Your copy of the material below should match it exactly, except that it holds no pictures.
-- MATERIAL FOR THE TASK start --
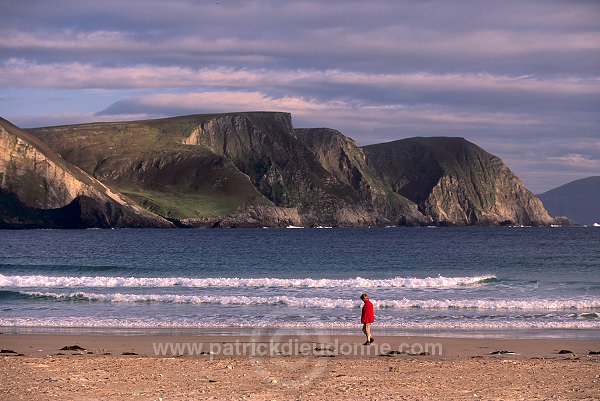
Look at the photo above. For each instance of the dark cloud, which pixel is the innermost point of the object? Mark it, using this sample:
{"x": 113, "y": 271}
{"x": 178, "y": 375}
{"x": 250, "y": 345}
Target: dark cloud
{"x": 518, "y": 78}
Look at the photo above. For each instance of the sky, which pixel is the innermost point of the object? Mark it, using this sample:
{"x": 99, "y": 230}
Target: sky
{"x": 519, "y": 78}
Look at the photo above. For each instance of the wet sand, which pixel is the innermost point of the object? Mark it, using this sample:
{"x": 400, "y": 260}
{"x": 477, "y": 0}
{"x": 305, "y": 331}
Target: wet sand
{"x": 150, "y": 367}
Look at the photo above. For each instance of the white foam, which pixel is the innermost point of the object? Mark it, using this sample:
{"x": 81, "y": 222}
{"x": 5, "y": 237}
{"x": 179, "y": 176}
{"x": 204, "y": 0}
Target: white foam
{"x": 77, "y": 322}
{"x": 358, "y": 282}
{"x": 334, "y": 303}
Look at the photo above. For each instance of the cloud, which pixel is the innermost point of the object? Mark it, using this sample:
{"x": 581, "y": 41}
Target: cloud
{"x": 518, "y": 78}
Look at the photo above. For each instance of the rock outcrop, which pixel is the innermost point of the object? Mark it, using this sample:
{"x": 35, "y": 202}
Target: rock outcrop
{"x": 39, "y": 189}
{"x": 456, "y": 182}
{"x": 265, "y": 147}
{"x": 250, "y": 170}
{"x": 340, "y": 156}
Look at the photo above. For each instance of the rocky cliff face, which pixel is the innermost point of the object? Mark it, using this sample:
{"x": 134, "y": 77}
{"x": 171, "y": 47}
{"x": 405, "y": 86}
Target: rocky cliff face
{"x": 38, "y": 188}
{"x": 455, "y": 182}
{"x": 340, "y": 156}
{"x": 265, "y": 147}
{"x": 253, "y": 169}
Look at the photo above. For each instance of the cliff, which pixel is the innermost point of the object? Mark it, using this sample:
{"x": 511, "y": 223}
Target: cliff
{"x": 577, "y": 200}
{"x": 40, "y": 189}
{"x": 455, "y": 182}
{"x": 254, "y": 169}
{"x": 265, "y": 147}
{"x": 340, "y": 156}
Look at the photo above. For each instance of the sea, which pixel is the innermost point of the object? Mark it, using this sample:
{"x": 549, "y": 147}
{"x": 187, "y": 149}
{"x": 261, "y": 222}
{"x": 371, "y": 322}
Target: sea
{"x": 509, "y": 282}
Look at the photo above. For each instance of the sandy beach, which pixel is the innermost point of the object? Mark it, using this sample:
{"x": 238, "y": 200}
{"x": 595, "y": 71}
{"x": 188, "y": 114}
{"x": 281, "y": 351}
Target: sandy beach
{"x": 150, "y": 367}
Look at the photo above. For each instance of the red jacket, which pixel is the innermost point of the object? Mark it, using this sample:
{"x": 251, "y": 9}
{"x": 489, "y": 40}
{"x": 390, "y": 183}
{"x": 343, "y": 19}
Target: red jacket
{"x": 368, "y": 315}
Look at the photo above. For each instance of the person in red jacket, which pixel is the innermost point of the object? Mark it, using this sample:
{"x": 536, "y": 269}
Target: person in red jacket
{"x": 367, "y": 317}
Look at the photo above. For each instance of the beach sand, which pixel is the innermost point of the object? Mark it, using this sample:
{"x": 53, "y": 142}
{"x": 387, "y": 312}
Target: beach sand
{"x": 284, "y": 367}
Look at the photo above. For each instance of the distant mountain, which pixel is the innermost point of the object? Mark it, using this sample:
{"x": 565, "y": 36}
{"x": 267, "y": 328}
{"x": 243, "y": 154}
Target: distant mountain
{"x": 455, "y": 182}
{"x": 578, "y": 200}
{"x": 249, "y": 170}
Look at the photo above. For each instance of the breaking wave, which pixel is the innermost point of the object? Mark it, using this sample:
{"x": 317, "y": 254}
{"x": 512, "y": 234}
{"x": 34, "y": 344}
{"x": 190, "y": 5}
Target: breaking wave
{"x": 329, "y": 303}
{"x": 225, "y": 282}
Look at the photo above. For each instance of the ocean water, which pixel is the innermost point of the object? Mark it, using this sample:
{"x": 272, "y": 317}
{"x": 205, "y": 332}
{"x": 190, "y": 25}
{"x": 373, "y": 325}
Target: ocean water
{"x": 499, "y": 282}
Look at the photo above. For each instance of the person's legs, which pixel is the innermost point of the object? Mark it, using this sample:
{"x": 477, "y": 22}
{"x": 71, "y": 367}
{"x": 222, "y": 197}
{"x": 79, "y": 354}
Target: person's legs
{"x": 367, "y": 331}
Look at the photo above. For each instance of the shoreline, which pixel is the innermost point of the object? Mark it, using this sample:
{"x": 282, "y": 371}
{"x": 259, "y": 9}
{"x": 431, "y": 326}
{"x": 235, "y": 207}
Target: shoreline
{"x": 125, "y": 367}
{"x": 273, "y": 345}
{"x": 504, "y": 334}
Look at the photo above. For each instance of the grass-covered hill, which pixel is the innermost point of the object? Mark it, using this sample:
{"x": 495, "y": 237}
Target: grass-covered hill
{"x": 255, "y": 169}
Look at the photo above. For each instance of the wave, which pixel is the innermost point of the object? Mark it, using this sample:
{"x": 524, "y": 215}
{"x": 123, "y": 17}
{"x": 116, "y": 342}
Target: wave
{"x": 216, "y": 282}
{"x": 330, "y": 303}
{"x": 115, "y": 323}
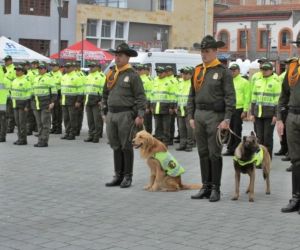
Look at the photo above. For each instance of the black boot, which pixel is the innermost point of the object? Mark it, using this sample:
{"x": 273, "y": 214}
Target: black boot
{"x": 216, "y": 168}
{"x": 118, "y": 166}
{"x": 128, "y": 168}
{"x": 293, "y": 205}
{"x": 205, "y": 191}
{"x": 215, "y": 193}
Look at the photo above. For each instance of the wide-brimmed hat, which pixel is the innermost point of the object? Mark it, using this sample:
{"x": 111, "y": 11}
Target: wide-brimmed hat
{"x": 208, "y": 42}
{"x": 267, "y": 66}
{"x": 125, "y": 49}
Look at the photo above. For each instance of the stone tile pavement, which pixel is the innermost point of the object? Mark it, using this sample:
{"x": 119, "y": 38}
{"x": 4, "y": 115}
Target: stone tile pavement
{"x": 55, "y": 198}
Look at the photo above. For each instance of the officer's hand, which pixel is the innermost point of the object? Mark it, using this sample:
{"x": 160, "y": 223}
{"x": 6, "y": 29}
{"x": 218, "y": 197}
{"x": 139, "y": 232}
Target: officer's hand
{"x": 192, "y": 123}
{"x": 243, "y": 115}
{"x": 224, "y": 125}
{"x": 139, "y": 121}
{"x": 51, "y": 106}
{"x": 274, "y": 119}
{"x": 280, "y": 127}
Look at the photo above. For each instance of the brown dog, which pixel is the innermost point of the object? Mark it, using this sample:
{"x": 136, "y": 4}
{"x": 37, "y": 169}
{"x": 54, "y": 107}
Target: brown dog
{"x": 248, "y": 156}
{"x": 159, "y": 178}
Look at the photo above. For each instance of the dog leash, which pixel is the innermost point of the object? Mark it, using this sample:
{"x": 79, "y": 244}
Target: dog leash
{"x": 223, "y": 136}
-- MATERIAL FOR THE TASK end --
# EXERCISE ANSWER:
Look at the photo above. For each instance of the dark cloud, which pixel is the innermost point of the object? Mark it, using this sample:
{"x": 113, "y": 271}
{"x": 178, "y": 375}
{"x": 250, "y": 345}
Target: dark cloud
{"x": 518, "y": 78}
Look at the photo above. For each instance of the sky, which pixel is the innermost point of the object? Mark it, using this sample:
{"x": 99, "y": 230}
Target: sky
{"x": 519, "y": 78}
Look at the photo above. For each instance of the wet sand, which pixel is the innermost point of the object? Mark it, using this sample:
{"x": 400, "y": 260}
{"x": 477, "y": 0}
{"x": 305, "y": 331}
Target: wet sand
{"x": 150, "y": 367}
Look at the photo above. For each instance of the white foam, which pixel is the innermost point of the object? Mark it, using this sample:
{"x": 81, "y": 222}
{"x": 5, "y": 237}
{"x": 179, "y": 176}
{"x": 204, "y": 0}
Target: white foam
{"x": 77, "y": 322}
{"x": 358, "y": 282}
{"x": 334, "y": 303}
Look at the photo above. For each instance of the cloud, which pixel is the innermost point of the object? Mark it, using this sample:
{"x": 581, "y": 41}
Target: cloud
{"x": 518, "y": 78}
Look at the photo above. For each instance of the rock outcrop, which pixel is the innermost point of the object? Mark it, using this sample:
{"x": 35, "y": 202}
Target: rock outcrop
{"x": 39, "y": 189}
{"x": 456, "y": 182}
{"x": 265, "y": 147}
{"x": 250, "y": 170}
{"x": 340, "y": 156}
Look at the photo above. For each instance of the rocky cliff face, which pixel is the innermost point of the object? Mark it, using this sample:
{"x": 134, "y": 77}
{"x": 171, "y": 47}
{"x": 405, "y": 86}
Target: rocky cliff face
{"x": 38, "y": 188}
{"x": 455, "y": 182}
{"x": 340, "y": 156}
{"x": 265, "y": 147}
{"x": 253, "y": 169}
Look at the photo above. For each instance of the cliff, which pixel is the innermost point of the object? Mark it, using this sample:
{"x": 511, "y": 223}
Target: cliff
{"x": 577, "y": 200}
{"x": 40, "y": 189}
{"x": 455, "y": 182}
{"x": 254, "y": 169}
{"x": 265, "y": 147}
{"x": 340, "y": 156}
Look at the photo above. For each instance of the sea, which pixel is the innermost point of the object? Mark it, using this sample:
{"x": 549, "y": 147}
{"x": 187, "y": 149}
{"x": 261, "y": 222}
{"x": 371, "y": 322}
Target: sea
{"x": 509, "y": 282}
Look at the photo above. For each instance of the sandy beach, which pixel is the innermost point of the object? Mark it, using this sample:
{"x": 238, "y": 200}
{"x": 595, "y": 71}
{"x": 188, "y": 114}
{"x": 281, "y": 351}
Target: sandy beach
{"x": 150, "y": 367}
Look at the photo above. For each instance of the red jacket, which pixel is the innermost point of the object? Mark it, using this sample:
{"x": 251, "y": 9}
{"x": 489, "y": 40}
{"x": 390, "y": 183}
{"x": 343, "y": 19}
Target: red jacket
{"x": 368, "y": 315}
Look at the photo above. For each instance of the person in red jacket, which pixel is the innermost point of the object? Mark it, using this sample:
{"x": 536, "y": 269}
Target: person in red jacket
{"x": 367, "y": 317}
Look at the photo above. For each instance of the beach sand, which pixel is the innermost point of the object? Mark it, using this sample:
{"x": 53, "y": 142}
{"x": 387, "y": 312}
Target: beach sand
{"x": 284, "y": 367}
Look at the photo above. For each instance of the distant mountain, which pixel is the innermost point of the object? Mark it, using this sample:
{"x": 565, "y": 36}
{"x": 267, "y": 328}
{"x": 243, "y": 154}
Target: distant mountain
{"x": 455, "y": 182}
{"x": 578, "y": 200}
{"x": 249, "y": 170}
Look at the photo above. For each instance of the breaking wave, which pixel is the innermost point of the object? Mark it, using this sample:
{"x": 317, "y": 254}
{"x": 512, "y": 234}
{"x": 34, "y": 344}
{"x": 190, "y": 5}
Target: breaking wave
{"x": 329, "y": 303}
{"x": 225, "y": 282}
Look at the photo above. For each instance of the ocean water, which pixel is the innermost point of the object? Mark it, using this sample:
{"x": 272, "y": 317}
{"x": 205, "y": 332}
{"x": 190, "y": 25}
{"x": 373, "y": 325}
Target: ocean water
{"x": 499, "y": 282}
Look at the photo above. For each instance of the person's legs, which pixel is the innermost point of the object? Mark it, using this sample:
{"x": 477, "y": 22}
{"x": 71, "y": 367}
{"x": 222, "y": 197}
{"x": 79, "y": 354}
Target: person's legs
{"x": 367, "y": 331}
Look at the photo above. For each instance of the shoreline, which pixel is the innermost point of the object? Mark it, using this sample:
{"x": 282, "y": 371}
{"x": 259, "y": 9}
{"x": 431, "y": 326}
{"x": 235, "y": 207}
Target: shoreline
{"x": 125, "y": 367}
{"x": 273, "y": 345}
{"x": 504, "y": 334}
Look at the photo above. For each instance of the grass-covered hill, which pixel is the innermost point of the object? Mark it, using this sample:
{"x": 495, "y": 237}
Target: grass-covered hill
{"x": 255, "y": 169}
Look at the photo above. For each instance of the wave, which pixel is the innermost point of the object? Mark it, using this sample:
{"x": 524, "y": 215}
{"x": 123, "y": 17}
{"x": 116, "y": 342}
Target: wave
{"x": 216, "y": 282}
{"x": 330, "y": 303}
{"x": 115, "y": 323}
Look at the photo above. For each instance of the black boot, which pixel is the innermost point of the object? Mark it, using this sample:
{"x": 273, "y": 214}
Target: black boot
{"x": 216, "y": 168}
{"x": 118, "y": 166}
{"x": 128, "y": 168}
{"x": 293, "y": 205}
{"x": 205, "y": 191}
{"x": 215, "y": 193}
Look at the photo above. For each instance of the wide-brimmed hat, which pixel is the innermost point of the object? Mark it, using this sample:
{"x": 111, "y": 11}
Target: wide-brimmed hat
{"x": 208, "y": 42}
{"x": 267, "y": 66}
{"x": 125, "y": 49}
Look at the photo above. For each instance of the stone tile pavement, which pixel is the innermost point of the object? Mark it, using this sample:
{"x": 119, "y": 38}
{"x": 4, "y": 115}
Target: stone tile pavement
{"x": 55, "y": 198}
Look at the photo above. For each instance of the officer's hand, which pixel is the innermost point of the object? Mark it, using this sample:
{"x": 160, "y": 223}
{"x": 6, "y": 29}
{"x": 218, "y": 197}
{"x": 139, "y": 232}
Target: officer's hand
{"x": 192, "y": 123}
{"x": 243, "y": 115}
{"x": 224, "y": 125}
{"x": 139, "y": 121}
{"x": 51, "y": 106}
{"x": 274, "y": 119}
{"x": 280, "y": 127}
Look at the photo above. For each instance of the brown dog, which pixel is the innermost point of the object? Mark it, using this sample:
{"x": 136, "y": 4}
{"x": 37, "y": 169}
{"x": 54, "y": 107}
Target: brown dog
{"x": 248, "y": 156}
{"x": 159, "y": 178}
Look at the photo above. For each instance of the dog leash, which pixel is the innermost point of the object? Mark it, using this sample:
{"x": 79, "y": 244}
Target: dog leash
{"x": 223, "y": 136}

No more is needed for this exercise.